**What the exercise asks**
Restate the whole listing exactly.

Collected data:
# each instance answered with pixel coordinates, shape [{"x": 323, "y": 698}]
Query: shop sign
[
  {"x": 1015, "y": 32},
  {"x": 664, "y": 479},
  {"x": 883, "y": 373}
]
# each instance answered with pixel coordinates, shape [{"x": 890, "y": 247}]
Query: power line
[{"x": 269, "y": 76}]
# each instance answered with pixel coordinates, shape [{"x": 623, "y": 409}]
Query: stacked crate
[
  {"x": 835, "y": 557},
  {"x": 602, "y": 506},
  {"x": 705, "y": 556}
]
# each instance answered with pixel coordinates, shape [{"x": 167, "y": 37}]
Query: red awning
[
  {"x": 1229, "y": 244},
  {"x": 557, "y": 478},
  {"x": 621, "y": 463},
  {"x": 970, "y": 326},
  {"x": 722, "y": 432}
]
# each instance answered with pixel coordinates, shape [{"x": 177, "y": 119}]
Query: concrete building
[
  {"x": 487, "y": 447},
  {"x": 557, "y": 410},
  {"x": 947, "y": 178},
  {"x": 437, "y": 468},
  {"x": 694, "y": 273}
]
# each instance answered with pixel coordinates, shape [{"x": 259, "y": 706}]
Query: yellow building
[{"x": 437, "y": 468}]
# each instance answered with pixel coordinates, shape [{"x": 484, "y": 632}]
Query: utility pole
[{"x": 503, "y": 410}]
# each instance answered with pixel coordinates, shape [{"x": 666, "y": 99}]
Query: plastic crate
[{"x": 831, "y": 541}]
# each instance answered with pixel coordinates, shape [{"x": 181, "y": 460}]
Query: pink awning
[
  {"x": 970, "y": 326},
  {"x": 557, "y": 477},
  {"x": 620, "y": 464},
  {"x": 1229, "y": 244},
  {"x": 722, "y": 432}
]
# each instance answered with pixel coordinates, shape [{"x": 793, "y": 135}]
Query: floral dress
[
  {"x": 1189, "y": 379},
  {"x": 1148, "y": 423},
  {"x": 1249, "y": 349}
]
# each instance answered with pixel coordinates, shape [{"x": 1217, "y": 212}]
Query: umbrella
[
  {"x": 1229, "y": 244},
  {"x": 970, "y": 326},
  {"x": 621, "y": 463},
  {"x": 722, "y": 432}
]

**Solution for this problem**
# each instance answered with pixel coordinates, shape [{"x": 323, "y": 698}]
Query: shop sign
[
  {"x": 1015, "y": 32},
  {"x": 664, "y": 479},
  {"x": 883, "y": 373}
]
# each instance answered with pixel coordinates, shape [{"x": 890, "y": 247}]
Query: power line
[{"x": 269, "y": 76}]
# each instance answered with pixel coordinates, shape [{"x": 623, "y": 409}]
Query: stacked crate
[
  {"x": 835, "y": 557},
  {"x": 602, "y": 506},
  {"x": 705, "y": 556}
]
# each instance answered with pixel coordinates, shape [{"x": 167, "y": 37}]
Query: red awning
[
  {"x": 1229, "y": 244},
  {"x": 557, "y": 478},
  {"x": 621, "y": 463},
  {"x": 970, "y": 326},
  {"x": 722, "y": 432}
]
# each instance answered with pixel coordinates, shape [{"x": 177, "y": 119}]
Query: concrete building
[
  {"x": 487, "y": 447},
  {"x": 557, "y": 410},
  {"x": 947, "y": 178},
  {"x": 437, "y": 468},
  {"x": 694, "y": 273}
]
# each instance answered with pixel coordinates, shape [{"x": 259, "y": 706}]
Query: yellow building
[{"x": 437, "y": 468}]
# each instance answered with pixel coordinates, shape [{"x": 484, "y": 632}]
Query: utility pole
[{"x": 503, "y": 410}]
# each instance answered with pixel coordinates, shape [{"x": 666, "y": 99}]
Query: plastic crate
[{"x": 831, "y": 541}]
# each instance answered with pixel coordinates, shape [{"x": 181, "y": 460}]
Query: pink awning
[
  {"x": 970, "y": 326},
  {"x": 557, "y": 477},
  {"x": 620, "y": 464},
  {"x": 1229, "y": 244},
  {"x": 722, "y": 432}
]
# each instance answered with pixel coordinates, shape [{"x": 793, "y": 135}]
Query: floral dress
[
  {"x": 1189, "y": 379},
  {"x": 1148, "y": 423},
  {"x": 1249, "y": 349}
]
# each instance answered with pixel coordinates, shape [{"x": 1217, "y": 212}]
Query: umbrella
[
  {"x": 1229, "y": 244},
  {"x": 970, "y": 326},
  {"x": 621, "y": 463},
  {"x": 722, "y": 432}
]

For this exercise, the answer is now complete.